==== FRAGMENTO DEL DOCUMENTO ====

Por: ALEXANDER VELÁSQUEZ
No malcriarás, debería ser un mandamiento obligatorio para los padres.
Aunque me separé hace catorce años, siento gratitud por el rol que ha desempeñado la mamá de mis cuatro hijos en su educación; además, con el perdón aprendimos a cultivar una amistad sana en torno al bienestar de ellos. Y en general, trato de llevarme bien con todo el mundo, como mantra para vivir tranquilo.
Con absoluta dedicación, les ha inculcado valores desde temprana edad y les ha enseñado a ser personas importantes para ellos mismos a través de algo tan sencillo como animarlos a que participen de ciertas labores de la casa, de modo que desde chiquitos aprendan a sentirse personas útiles, y no criaturas dependientes. Ella realiza esa tarea con la devoción propia de quien ama y a la vez cría con disciplina. Y la disciplina junto con el respeto, lo sabemos, nos prepara para convivir en sociedad.
Vengo de un hogar humilde donde no hubo dinero para contratar los servicios de una empleada doméstica, menos para ir a una universidad, pero puedo decir que cuando voy donde mis tías maternas, observo la pulcritud y el orden con que se vive, y eso habla de la buena educación que impartieron los padres, o sea mis abuelos.
Mi abuela Evelia fue una mujer recia, de carácter templado, a veces de un genio volado, que atemperó al hacerse cristiana, después de haber sido católica. Recuerdo que aprendí a leer y escribir a la edad de cinco años -o tal vez antes-, gracias a que ella se tomó el trabajo de enseñarme con amorosa paciencia. Empuñaba mi mano con tal fuerza –la fuerza de amor, digo ahora- que así las vocales y consonantes encontraron sentido rápidamente. ¡Cómo olvidar el llanto casi reprimido de aquel chiquillo que era yo y cómo lo agradezco hoy!

==== DATOS PROPORCIONADOS ====

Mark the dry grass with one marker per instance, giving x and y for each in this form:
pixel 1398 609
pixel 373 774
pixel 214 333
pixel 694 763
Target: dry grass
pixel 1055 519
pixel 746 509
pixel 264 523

====
==== DATOS PROPORCIONADOS ====

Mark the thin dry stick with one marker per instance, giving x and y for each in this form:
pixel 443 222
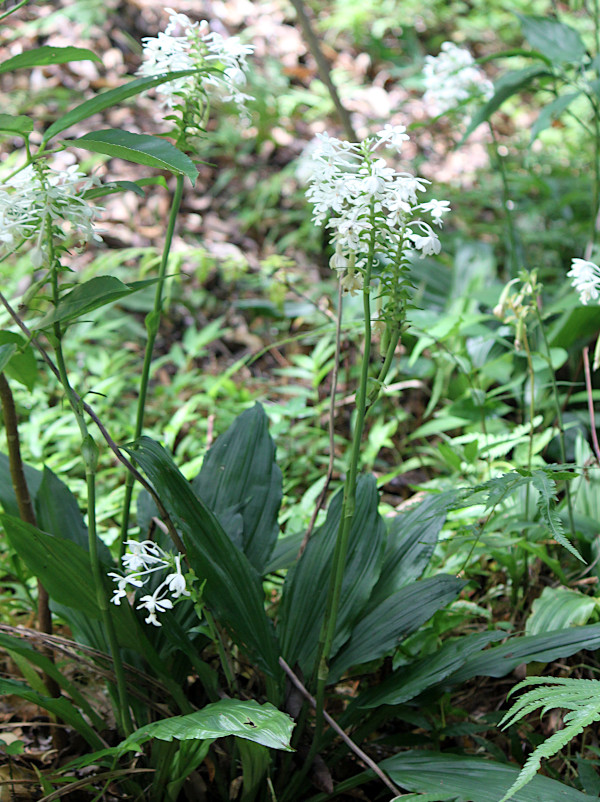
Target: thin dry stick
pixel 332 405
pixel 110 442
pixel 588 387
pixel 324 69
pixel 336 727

====
==== DATOS PROPORCIONADOS ====

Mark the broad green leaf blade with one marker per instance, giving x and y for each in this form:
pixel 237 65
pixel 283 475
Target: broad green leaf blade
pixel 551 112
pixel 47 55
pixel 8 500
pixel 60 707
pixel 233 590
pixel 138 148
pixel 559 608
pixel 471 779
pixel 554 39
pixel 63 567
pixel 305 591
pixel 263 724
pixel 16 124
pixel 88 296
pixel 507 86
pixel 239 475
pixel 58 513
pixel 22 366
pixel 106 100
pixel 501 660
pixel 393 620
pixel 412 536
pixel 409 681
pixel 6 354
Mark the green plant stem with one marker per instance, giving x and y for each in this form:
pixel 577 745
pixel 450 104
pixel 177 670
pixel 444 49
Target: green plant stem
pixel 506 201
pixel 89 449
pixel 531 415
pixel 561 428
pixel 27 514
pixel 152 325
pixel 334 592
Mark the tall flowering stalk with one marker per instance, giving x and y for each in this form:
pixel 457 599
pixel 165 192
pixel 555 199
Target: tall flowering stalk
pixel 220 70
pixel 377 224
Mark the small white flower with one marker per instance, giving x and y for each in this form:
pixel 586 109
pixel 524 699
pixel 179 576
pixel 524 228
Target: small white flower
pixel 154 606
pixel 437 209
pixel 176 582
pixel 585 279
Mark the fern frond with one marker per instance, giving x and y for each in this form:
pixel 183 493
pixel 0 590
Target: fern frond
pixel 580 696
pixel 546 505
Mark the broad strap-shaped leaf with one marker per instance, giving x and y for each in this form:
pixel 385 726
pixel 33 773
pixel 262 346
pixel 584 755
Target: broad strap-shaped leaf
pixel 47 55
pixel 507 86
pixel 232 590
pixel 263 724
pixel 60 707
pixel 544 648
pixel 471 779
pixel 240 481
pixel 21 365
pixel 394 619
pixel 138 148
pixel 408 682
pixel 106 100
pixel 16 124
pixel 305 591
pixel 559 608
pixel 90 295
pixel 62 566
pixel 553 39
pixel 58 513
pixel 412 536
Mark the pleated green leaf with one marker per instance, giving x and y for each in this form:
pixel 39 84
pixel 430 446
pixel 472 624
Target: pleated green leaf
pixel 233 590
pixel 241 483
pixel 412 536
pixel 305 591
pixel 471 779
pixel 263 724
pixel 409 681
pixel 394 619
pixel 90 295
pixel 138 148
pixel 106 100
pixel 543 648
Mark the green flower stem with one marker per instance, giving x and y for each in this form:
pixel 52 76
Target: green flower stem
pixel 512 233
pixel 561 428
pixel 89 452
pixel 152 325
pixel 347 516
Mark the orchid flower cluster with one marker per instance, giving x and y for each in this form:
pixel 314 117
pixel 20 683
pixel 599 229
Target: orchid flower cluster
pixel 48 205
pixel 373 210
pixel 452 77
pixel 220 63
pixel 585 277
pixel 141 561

====

LO QUE HARÁS:
(1) Según el fragmento del documento, ¿cómo se llamaba la abuela de quien escribe?
(2) Transcribe sin cambios el tramo de los registros que va desde la línea que contiene "Mark the green plant" hasta la línea que contiene "pixel 377 224", ambas incluidas.

RESPUESTAS POR TAREA:
(1) Evelia.

(2)
Mark the green plant stem with one marker per instance, giving x and y for each in this form:
pixel 577 745
pixel 450 104
pixel 177 670
pixel 444 49
Target: green plant stem
pixel 506 201
pixel 89 449
pixel 531 415
pixel 561 428
pixel 27 514
pixel 152 325
pixel 334 592
Mark the tall flowering stalk with one marker per instance, giving x and y for each in this form:
pixel 457 599
pixel 165 192
pixel 555 199
Target: tall flowering stalk
pixel 220 70
pixel 377 224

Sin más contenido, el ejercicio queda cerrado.